■ Goal 1 ■
Write out the passage on allotment under Rule 22 word for word, starting at "The two provisos" and ending at "free from interest.".

■ Excerpted text ■

The two provisos to sub-rule (2) of Rule 22 provide for payment of balance in specified case as provided therein in instalments subject to some interest or in case of SC/ ST/ BC class persons extended period for payment is provided free from interest.
5. That a bare reading of sub-rule (I) per se shows that it does not by itself provide for cancellation of allotment. It is provided thereunder that in case where a person has been allotted a piece of land he shall, within a period of 15 days from the date of receipt of notice, pay to the Board 121/2% of the price of the site. The first part of the sub-rule (I) imposes a liability on the allottee to make deposit of 121/2% of the sale price within a period of 15 days from the date of receipt of allotment. The latter part of the sub-rule (1) provides the consequences of failure to comply with the earlier part of the sub-rule (1) and therein, irrespective of the fact the allottee has not declined to accept the allotment made in his favour. The sub-rule (1) provides that in case of such a failure it will be deemed that the allottee has declined to accept the allotment of the plot or site made in his favour. That where there is actual denial to accept the offer of site in form of allotment or deemed denial to accept, the same consequences may be said to be that a contract of lease or sale did not come into existence. That by issuing the notice of allotment of site, Board offers the site in question to allottee and if accept the same then he is required to make the deposit of 121/2% within 15 days of receipt of notice of allotment. From the
failure of allottee to make deposit of 121/2% of the price of site within fifteen days of the date of receipt of notice of allotment, even if allottee does decline to accept allotment of site made in his favour he is deemed to have declined the offer i.e. allotment.

■ Exercise materials ■

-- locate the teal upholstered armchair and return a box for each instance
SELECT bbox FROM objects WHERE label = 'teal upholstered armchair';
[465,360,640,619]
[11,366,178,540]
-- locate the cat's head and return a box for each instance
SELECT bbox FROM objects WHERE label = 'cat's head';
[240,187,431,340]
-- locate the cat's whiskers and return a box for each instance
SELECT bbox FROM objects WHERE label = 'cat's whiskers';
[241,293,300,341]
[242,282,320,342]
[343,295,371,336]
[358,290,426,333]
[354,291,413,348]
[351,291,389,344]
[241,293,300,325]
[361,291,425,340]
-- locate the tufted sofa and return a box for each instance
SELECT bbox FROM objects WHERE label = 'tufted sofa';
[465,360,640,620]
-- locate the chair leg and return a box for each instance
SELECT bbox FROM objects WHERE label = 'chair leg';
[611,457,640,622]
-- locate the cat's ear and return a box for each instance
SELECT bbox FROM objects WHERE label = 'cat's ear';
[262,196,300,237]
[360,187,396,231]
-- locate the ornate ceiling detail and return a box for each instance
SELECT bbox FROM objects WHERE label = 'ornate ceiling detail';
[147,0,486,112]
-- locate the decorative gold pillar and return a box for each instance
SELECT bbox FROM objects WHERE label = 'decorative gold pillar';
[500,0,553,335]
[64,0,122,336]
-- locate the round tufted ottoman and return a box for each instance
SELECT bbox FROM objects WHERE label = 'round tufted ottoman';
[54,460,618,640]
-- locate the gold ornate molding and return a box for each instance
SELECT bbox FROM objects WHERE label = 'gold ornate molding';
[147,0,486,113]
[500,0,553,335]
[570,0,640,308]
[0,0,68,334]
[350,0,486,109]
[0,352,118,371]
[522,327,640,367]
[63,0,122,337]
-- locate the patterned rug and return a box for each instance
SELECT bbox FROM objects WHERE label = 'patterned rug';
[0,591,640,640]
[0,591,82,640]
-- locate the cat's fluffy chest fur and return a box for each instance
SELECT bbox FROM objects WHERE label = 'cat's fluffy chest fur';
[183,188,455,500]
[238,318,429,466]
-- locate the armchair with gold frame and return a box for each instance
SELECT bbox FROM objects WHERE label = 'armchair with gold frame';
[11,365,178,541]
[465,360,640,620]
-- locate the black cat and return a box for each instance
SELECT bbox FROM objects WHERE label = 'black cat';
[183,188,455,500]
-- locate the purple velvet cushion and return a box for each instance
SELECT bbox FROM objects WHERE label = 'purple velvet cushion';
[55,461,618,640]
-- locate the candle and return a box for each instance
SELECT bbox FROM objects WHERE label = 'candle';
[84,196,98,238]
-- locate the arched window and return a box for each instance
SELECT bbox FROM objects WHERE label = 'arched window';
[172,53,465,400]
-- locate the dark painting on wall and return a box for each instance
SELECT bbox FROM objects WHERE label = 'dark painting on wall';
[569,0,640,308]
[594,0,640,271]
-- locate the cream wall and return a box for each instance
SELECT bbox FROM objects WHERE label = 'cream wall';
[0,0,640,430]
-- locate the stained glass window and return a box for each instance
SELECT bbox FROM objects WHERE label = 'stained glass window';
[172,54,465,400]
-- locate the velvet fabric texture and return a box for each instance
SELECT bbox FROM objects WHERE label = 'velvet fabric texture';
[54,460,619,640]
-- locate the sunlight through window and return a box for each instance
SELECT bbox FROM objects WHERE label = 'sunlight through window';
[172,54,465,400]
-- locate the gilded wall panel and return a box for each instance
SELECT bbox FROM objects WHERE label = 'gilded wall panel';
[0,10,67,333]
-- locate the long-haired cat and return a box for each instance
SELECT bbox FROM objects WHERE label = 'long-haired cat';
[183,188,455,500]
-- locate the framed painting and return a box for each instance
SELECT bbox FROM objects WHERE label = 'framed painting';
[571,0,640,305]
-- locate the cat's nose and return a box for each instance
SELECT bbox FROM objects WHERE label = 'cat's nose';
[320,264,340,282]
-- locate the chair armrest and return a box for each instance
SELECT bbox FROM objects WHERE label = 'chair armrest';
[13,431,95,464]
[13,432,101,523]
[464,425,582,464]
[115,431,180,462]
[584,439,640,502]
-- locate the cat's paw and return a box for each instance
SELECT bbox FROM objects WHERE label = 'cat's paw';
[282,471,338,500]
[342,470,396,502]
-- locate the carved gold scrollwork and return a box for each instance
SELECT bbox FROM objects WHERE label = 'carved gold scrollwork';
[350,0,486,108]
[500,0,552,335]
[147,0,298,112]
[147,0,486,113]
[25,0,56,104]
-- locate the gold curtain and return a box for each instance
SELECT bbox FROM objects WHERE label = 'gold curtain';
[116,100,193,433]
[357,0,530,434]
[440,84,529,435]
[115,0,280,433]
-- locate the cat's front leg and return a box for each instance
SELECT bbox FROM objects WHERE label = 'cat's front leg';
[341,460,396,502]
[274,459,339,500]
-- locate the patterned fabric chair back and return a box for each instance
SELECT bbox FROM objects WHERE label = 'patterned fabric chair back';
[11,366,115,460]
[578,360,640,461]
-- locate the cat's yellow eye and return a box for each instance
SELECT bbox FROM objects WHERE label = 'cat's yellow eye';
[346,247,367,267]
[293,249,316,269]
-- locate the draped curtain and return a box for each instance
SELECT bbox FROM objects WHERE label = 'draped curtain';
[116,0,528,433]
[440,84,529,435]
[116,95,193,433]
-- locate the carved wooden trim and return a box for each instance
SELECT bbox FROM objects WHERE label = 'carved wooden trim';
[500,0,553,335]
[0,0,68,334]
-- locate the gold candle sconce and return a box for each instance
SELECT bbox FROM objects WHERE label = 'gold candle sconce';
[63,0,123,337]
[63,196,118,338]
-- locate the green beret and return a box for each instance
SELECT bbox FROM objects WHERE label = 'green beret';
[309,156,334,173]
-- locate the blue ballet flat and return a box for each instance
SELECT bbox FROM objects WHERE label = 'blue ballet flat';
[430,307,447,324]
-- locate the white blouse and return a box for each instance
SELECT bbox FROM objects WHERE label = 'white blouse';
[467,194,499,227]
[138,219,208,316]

■ Goal 2 ■
Turn the lines of the records starting at the line that contains "-- locate the arched" and ending at the line that contains "[342,470,396,502]" into a numbered list, leaving out any blank lines.

■ Full response 1 ■
The two provisos to sub-rule (2) of Rule 22 provide for payment of balance in specified case as provided therein in instalments subject to some interest or in case of SC/ ST/ BC class persons extended period for payment is provided free from interest.

■ Full response 2 ■
1. -- locate the arched window and return a box for each instance
2. SELECT bbox FROM objects WHERE label = 'arched window';
3. [172,53,465,400]
4. -- locate the dark painting on wall and return a box for each instance
5. SELECT bbox FROM objects WHERE label = 'dark painting on wall';
6. [569,0,640,308]
7. [594,0,640,271]
8. -- locate the cream wall and return a box for each instance
9. SELECT bbox FROM objects WHERE label = 'cream wall';
10. [0,0,640,430]
11. -- locate the stained glass window and return a box for each instance
12. SELECT bbox FROM objects WHERE label = 'stained glass window';
13. [172,54,465,400]
14. -- locate the velvet fabric texture and return a box for each instance
15. SELECT bbox FROM objects WHERE label = 'velvet fabric texture';
16. [54,460,619,640]
17. -- locate the sunlight through window and return a box for each instance
18. SELECT bbox FROM objects WHERE label = 'sunlight through window';
19. [172,54,465,400]
20. -- locate the gilded wall panel and return a box for each instance
21. SELECT bbox FROM objects WHERE label = 'gilded wall panel';
22. [0,10,67,333]
23. -- locate the long-haired cat and return a box for each instance
24. SELECT bbox FROM objects WHERE label = 'long-haired cat';
25. [183,188,455,500]
26. -- locate the framed painting and return a box for each instance
27. SELECT bbox FROM objects WHERE label = 'framed painting';
28. [571,0,640,305]
29. -- locate the cat's nose and return a box for each instance
30. SELECT bbox FROM objects WHERE label = 'cat's nose';
31. [320,264,340,282]
32. -- locate the chair armrest and return a box for each instance
33. SELECT bbox FROM objects WHERE label = 'chair armrest';
34. [13,431,95,464]
35. [13,432,101,523]
36. [464,425,582,464]
37. [115,431,180,462]
38. [584,439,640,502]
39. -- locate the cat's paw and return a box for each instance
40. SELECT bbox FROM objects WHERE label = 'cat's paw';
41. [282,471,338,500]
42. [342,470,396,502]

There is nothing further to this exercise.